--- To do ---
[1] In the passage on Milbank's argument, what did modern political theory invent the secular as?
[2] According to the passage on Milbank's argument, why was the secular theologically legitimated? Answer in one to three sentences.

--- Document ---
= = = = = = =

Now for the longer story of Milbank’s argument. Prior to Modernity, Milbank argues, “there was no ‘secular’” (TST, 9). Instead, the “secular,” that is the secularization of Western culture, had to be imagined or invented and then legitimated by both political theory and theology. The secular was politically legitimated because the body politic became radically redefined by social and political theory. It was theologically legitimated because this social and political theory was made possible by a re-definition of God and God’s relationship to humanity.

According to Milbank, therefore, the secular cannot be simply understood as a natural reality that remained once Modernity shucked off the sacred and transcendent. (This is what philosopher Charles Taylor refers to in A Secular Age as “subtraction stories.”) As a consequence of this, the social and political claimed the existence of an autonomous realm called “the secular” as a purely natural sphere. Modern political theory invented the secular as a field of “pure power” (TST, 10) that contained autonomous objects and selves living by natural law, oriented toward self-preservation–the latter of which was justified by early modern theologians who sought to articulate an ethic of human production as if God were absent from the world.

= = = = = = =

--- Supplied data ---
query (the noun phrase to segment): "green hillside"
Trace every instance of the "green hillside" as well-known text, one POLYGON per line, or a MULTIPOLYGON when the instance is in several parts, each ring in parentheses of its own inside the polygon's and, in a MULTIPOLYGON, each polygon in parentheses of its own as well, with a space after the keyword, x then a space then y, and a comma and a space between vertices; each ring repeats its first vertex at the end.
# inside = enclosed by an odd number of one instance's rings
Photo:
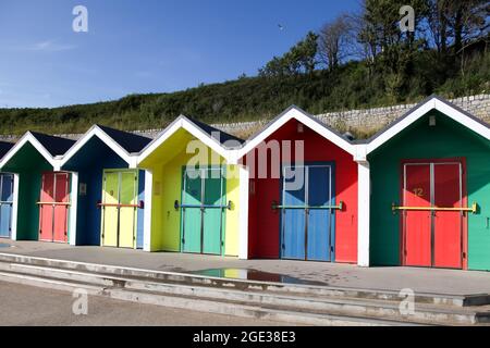
POLYGON ((270 119, 291 104, 318 114, 416 102, 432 94, 489 92, 488 1, 409 0, 417 25, 401 32, 405 2, 363 0, 359 13, 309 32, 257 77, 84 105, 0 109, 0 134, 84 133, 94 123, 161 128, 180 114, 207 123, 241 122, 270 119))
POLYGON ((173 94, 131 95, 118 101, 56 109, 0 109, 0 133, 84 133, 94 124, 121 129, 158 128, 179 114, 208 123, 271 117, 291 104, 310 113, 413 102, 433 92, 460 97, 488 92, 490 55, 473 59, 465 76, 433 78, 437 67, 420 63, 409 90, 399 98, 383 88, 382 76, 369 76, 364 63, 351 62, 334 72, 311 75, 247 77, 173 94))

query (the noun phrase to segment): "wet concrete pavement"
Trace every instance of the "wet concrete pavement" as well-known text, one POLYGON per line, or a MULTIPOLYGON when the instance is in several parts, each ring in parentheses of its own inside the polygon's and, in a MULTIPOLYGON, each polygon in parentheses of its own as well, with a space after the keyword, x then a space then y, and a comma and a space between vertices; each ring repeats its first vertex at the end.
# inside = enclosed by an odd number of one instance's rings
POLYGON ((39 241, 0 240, 9 247, 0 253, 109 264, 154 271, 334 287, 401 290, 411 288, 433 294, 490 294, 490 272, 417 268, 359 268, 353 264, 290 261, 238 260, 216 256, 142 250, 70 247, 39 241))

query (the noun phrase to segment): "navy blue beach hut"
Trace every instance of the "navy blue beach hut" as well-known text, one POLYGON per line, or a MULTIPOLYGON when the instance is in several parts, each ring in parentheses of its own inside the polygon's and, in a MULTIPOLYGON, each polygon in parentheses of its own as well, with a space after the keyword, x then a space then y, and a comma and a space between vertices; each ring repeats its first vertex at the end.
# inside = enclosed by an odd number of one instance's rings
POLYGON ((143 248, 145 172, 136 156, 150 141, 95 125, 63 157, 61 169, 77 182, 75 245, 143 248))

= = = = = = =

--- Per-task answers ---
[1] A field of "pure power."

[2] It was theologically legitimated because the social and political theory that redefined the body politic was made possible by a redefinition of God and of God's relationship to humanity.